**Passage for review:**
-------

Do squid & cuttlefish have a sense of direction?
November 26, 2006 2:56 PM   Subscribe

Cephalopod filter: Do squid and cuttlefish have a sense of direction? It's more perplexing than it might first sound...

I know this is weird but it's been bugging my SO (and, consequently, me) for a while..

Squid and cuttlefish *seem* equally comfortable moving with their tentacles to the rear and to the front. Their eyes seem to have around 180 degree vision. I presume that their tentacles are the end of their body which requires most concentration, so when they 'jet' with their tentacles trailing behind, do they feel that they are travelling backwards? For that matter, is a sense of direction simply a product of vertebrate symmetry? Do echinoderms have a sense of direction other than up/down?
posted by 8k to Science & Nature (8 answers total) 4 users marked this as a favorite
 
This is kind of a philosophical question - it seems you are projecting consciousness onto squids, which can be debatable. See what is it like to be a bat for this angle.

If you want a more biological explanation, yes, the cephalopods have an organ called the statocyst responsible for most of their balance and sense of direction.
posted by scodger at 3:30 PM on November 26, 2006


Well, whether or not they have a conscious preference for moving in one direction or another, they could still show a statistical preference. Maybe what you want to ask is, "Do squid and cuttlefish spend more time moving tentacles-first or tentacles-last?"
posted by nebulawindphone at 3:57 PM on November 26, 2006


I think your question is meaningless as asked, because it assumes that squids have the same kind of thinking processes we have and deal with the same kinds of concepts we do.

As a practical matter, it's impossible for us to know. As a philosophical question, it's not clear the question even means anything.
posted by Steven C. Den Beste at 4:10 PM on November 26, 2006


Both squid and cuttlefish have relatively advanced sensory biology, and directionality is one of the most basic of these senses. They have spatial learning abilities and can navigate mazes, so yes, they have a sense of direction.

-------

**Data section:**
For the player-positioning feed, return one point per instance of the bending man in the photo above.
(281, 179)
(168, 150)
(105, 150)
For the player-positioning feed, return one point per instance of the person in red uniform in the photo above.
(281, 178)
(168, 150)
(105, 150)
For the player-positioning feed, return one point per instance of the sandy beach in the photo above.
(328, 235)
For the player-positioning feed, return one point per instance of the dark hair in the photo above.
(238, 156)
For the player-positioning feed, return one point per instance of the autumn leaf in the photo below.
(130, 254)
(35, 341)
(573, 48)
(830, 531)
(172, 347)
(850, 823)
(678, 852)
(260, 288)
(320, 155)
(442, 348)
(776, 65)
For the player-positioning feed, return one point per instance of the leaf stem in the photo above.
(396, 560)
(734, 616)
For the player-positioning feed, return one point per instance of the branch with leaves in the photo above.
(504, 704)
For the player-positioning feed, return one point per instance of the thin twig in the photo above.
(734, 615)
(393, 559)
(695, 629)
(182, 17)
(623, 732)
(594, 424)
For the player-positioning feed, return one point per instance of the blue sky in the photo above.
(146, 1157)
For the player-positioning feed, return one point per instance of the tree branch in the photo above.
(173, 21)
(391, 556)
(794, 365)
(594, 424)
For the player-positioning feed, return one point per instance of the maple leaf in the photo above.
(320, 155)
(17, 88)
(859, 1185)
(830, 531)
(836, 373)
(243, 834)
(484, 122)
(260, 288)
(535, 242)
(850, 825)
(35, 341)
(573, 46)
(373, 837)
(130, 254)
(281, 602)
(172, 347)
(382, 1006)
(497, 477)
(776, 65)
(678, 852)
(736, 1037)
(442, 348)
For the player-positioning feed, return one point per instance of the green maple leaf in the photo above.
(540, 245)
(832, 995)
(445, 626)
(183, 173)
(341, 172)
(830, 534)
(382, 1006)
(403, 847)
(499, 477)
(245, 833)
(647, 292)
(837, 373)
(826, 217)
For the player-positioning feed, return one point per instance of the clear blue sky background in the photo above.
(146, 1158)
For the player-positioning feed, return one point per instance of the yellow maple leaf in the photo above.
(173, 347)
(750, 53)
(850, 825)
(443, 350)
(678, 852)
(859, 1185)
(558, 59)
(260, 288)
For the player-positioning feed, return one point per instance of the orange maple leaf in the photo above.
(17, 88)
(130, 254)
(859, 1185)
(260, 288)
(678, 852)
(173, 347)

-------

**Problem 1:**
Answer these questions about the forum thread on squid and cuttlefish, one line each:
(a) About how many degrees of vision does the asker say squid and cuttlefish eyes seem to have?
(b) What organ does scodger name as responsible for most of cephalopods' balance and sense of direction?
(c) According to the last reply, what can squid and cuttlefish navigate?
**Problem 2:** Resume the forum thread on squid and cuttlefish from its last sentence and keep writing it.

**Final answer 1:**
(a) Around 180 degrees.
(b) The statocyst.
(c) Mazes.

**Final answer 2:**
(If you want academic references for these, my e-mail is in my profile.)
posted by nekton at 4:16 PM on November 26, 2006


Their jet is probably more somatically intuitive, since all cephs have jets, but not all have fins, and since several ceph species use jets as juveniles then switch to fin propulsion as adults.

I see it like this; you run backwards at 20 mph to the Ponderosa, and once you get to the salad bar you turn around, ambling forward slowly and using your hands to grab various and sundry food items and putting them in your mouth. Both get you around, but you use them for different tasks.
posted by kickback at 4:25 PM on November 26, 2006


Sense of direction is all about our vision. Forward is in front of us, backwards is behind us. Since squid's eyes arent the same as ours ( seeing two different images), how can they possibly feel as if they are going backwards? They just.. go.
posted by lain at 4:26 PM on November 26, 2006


"posted by nekton at 7:16 PM EST on November 26"

(The appropriateness of nekton's user name in this AskMe kills me. Mark it as best answer, 8k! And ask for the references, by all means!)
posted by caution live frogs at 6:21 AM on November 27, 2006


Response by poster: Thanks very much indeed for your answers, especially nekton and kickback (sorry but we couldn't choose between the you two for best answer)!